### Work instruction
In the listing below, locate the lines that hold "turban" and copy them.

### Dataset

☆ ☆ ☆ ☆ ☆

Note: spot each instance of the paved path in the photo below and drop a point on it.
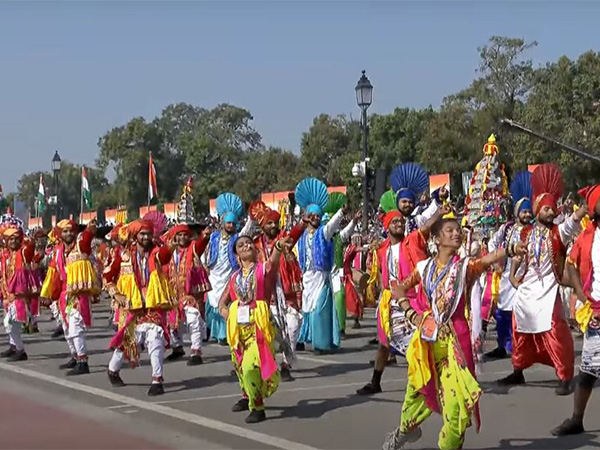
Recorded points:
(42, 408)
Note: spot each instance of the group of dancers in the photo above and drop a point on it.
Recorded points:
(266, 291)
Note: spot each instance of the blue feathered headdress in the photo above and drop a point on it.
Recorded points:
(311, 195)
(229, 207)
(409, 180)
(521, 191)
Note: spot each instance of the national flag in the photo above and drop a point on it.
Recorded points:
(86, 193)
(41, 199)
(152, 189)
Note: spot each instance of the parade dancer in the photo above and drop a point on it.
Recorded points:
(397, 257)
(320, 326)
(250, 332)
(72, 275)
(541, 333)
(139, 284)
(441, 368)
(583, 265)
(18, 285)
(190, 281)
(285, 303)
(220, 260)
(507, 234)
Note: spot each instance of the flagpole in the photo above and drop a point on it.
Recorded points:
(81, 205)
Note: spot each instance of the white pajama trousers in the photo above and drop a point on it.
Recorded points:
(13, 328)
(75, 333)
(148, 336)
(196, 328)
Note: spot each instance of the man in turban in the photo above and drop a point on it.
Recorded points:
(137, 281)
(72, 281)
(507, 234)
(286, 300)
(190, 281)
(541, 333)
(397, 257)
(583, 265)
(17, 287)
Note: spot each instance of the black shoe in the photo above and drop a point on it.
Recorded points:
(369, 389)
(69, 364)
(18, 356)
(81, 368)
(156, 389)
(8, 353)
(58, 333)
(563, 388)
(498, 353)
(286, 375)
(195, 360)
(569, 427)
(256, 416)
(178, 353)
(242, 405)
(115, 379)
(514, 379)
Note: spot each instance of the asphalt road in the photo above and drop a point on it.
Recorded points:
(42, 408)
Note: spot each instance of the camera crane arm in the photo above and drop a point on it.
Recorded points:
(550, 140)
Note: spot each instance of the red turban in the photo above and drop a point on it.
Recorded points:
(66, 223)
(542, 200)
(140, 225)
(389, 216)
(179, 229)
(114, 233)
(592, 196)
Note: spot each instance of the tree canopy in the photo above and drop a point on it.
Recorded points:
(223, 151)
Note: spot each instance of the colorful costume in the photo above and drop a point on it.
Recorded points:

☆ ☆ ☆ ☆ ☆

### Solution for this problem
Note: spot each instance of the man in turban in the photo above and drop a point on it.
Note: spot each instance of the red turban in the photo above and drop a point on it.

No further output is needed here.